[start Source]
I’m trying to build a text classifier with multiple labels, e.g. ‘wonen’ (housing) and ‘economie’. We have manual data from someone else that we trust somewhat that I used to create an initial spacy model.
What works really well and efficiently is using textcat.teach to create examples, working one label at the time. The input is raw text, e.g. a ndjson/jsonl file with lines containing {"text": "...", "meta": {"id": "..."}}
, and after running it for multiple labels the db-out
lists the same text for each label with associated accept/reject decisions.
Now, we want to create a new set for evaluation. We want this to be totally independent of the created model, as just accept/rejecting model suggestions would bias the evaluation set towards the model output. I would have expected to be able to use textcat-eval with this, but for some reason it requires the input data to already have an associated label, whether I use the pre-trained model or an empty model (nl_core_news_sm
).
If I add a label (e.g. “economie”) to the data file and then call textcat-eval, it works fine; but of course this only codes a single label which means I would need to create a separate input file for each label. I do get an error message on exiting the server (Buffer and memoryview are not contiguous in the same dimension.
) but the data seem to be stored properly.
If I create an input file with multiple labels on different lines and specify that I only want to code e.g. economie with the -l economie
option I still get the ‘wonen’ example presented as well. Moreover, on quitting the server I get an error message (KeyError: 'wonen'
) and the example with wonen
is stored as a decision on wonen
, seemingly ignoring the -l
option.
See ( https://gist.github.com/vanatteveldt/6af3b7ef8a7d22f87ddda828e162fa81) for a session log with the full commands and stack traces.
Questions:
-
Is textcat-eval a good way to create a “gold standard” independent of the existing models? Topic #533 (which I’m not allowed to link here?) seems to suggest it might not be, but if I run it without any existing model it should give an unbiased evaluation set, right? Is there a better way to code a gold standard set with prodigy?
-
Is it a bug that the textcat-eval requires a
label
property in the json even if--label
is specified, and ignores the option anyway? -
Should I create a separate input file for each label, differing only in the
label
property? Or is there a better way to do this?
Thanks again!
– Wouter
[end Source]
[start Data]
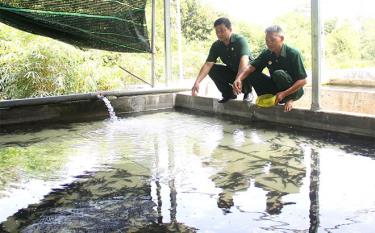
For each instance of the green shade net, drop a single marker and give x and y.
(118, 25)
[end Data]
▶ _Requirements_
In the forum post about textcat-eval, which error message comes up on quitting the server when the input file has several labels on different lines?

▶ _Exercise response_
KeyError: 'wonen'